What to do - Extract every line of the entries below that contains the string "dark". Matching is case-sensitive.

Data provided -
-- -- --
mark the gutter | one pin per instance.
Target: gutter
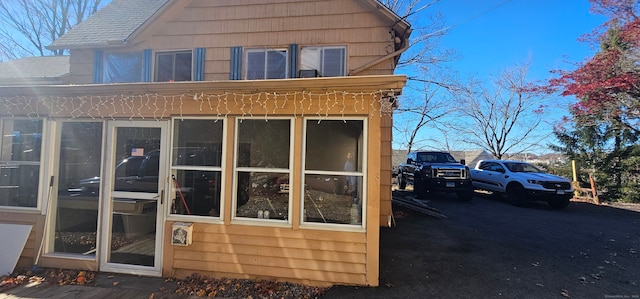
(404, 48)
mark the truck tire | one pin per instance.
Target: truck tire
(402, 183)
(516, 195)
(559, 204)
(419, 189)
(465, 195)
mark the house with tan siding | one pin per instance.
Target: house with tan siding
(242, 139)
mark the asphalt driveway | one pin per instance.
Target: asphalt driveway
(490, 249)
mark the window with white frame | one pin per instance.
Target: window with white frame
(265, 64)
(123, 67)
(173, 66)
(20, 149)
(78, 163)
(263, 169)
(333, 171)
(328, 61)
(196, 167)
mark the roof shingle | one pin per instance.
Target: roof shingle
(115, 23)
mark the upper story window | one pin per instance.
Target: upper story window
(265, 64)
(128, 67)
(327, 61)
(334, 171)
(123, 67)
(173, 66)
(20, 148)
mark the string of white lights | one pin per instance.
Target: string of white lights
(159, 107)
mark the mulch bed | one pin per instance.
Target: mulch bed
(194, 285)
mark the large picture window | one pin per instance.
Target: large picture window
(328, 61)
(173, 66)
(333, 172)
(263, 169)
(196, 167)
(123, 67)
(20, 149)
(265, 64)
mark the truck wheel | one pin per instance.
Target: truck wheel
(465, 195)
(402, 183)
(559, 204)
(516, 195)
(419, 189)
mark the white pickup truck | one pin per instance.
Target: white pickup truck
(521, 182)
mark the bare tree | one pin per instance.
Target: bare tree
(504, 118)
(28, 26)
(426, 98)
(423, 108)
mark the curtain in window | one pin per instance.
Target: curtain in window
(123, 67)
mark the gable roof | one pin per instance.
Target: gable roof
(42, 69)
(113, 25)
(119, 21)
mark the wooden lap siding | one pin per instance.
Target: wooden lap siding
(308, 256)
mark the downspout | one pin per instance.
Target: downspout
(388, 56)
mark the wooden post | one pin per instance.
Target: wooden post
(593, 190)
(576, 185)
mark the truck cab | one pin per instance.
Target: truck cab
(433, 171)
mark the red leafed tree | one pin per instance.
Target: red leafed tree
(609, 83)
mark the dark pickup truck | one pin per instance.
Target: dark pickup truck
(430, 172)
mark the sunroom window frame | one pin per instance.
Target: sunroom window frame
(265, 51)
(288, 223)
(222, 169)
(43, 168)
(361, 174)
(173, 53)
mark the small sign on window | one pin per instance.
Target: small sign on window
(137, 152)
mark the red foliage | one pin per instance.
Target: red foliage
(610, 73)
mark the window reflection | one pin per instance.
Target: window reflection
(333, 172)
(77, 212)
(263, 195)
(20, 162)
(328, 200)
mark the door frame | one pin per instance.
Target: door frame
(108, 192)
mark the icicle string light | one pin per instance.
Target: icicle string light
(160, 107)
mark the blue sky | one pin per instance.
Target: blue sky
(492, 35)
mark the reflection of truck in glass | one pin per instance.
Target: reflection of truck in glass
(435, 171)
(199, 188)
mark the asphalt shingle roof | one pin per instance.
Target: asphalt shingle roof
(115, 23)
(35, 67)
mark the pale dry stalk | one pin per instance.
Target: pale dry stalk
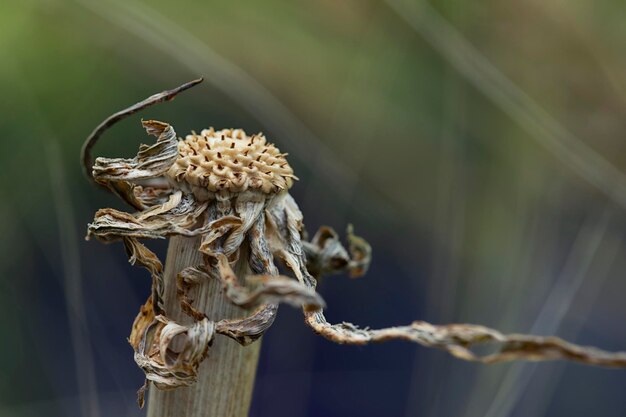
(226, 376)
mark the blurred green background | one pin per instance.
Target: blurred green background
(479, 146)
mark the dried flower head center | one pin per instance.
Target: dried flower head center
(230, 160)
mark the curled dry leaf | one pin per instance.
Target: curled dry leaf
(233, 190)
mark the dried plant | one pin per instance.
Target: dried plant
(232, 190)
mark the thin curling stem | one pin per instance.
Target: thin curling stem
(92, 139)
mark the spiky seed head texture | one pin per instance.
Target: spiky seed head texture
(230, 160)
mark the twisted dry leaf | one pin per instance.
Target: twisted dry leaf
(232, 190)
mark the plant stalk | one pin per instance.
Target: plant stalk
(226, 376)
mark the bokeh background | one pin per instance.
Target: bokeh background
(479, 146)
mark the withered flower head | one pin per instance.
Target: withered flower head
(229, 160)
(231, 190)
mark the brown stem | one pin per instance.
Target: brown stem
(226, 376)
-- -- --
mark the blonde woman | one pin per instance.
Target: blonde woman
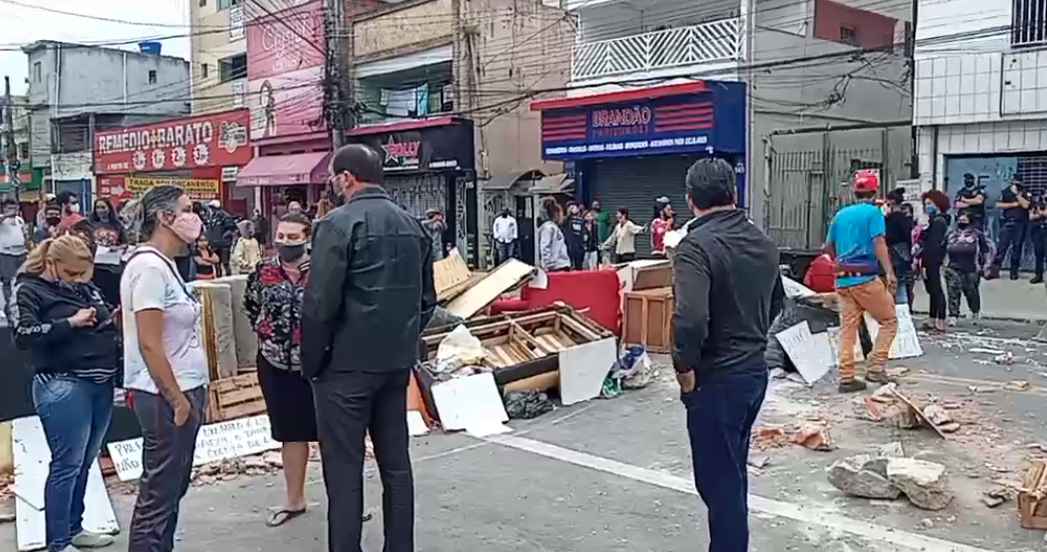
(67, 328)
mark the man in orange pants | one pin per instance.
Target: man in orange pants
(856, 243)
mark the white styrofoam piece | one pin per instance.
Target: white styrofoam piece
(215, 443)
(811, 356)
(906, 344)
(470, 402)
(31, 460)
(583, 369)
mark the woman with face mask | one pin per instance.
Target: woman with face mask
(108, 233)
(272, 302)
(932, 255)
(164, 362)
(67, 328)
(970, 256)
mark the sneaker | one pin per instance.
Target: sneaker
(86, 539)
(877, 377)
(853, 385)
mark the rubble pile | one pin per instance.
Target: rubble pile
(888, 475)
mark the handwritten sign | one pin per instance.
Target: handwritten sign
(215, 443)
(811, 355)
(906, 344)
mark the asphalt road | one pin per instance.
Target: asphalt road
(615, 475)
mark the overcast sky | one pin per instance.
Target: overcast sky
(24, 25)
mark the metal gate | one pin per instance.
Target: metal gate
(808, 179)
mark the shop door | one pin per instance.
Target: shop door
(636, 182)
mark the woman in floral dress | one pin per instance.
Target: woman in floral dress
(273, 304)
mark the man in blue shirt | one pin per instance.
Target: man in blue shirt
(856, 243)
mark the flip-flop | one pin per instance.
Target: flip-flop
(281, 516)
-- -- --
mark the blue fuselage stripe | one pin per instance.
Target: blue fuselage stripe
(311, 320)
-- -- --
Solution for this task -
mark the dark pickup truck | one pin per instance.
Target: dark pickup truck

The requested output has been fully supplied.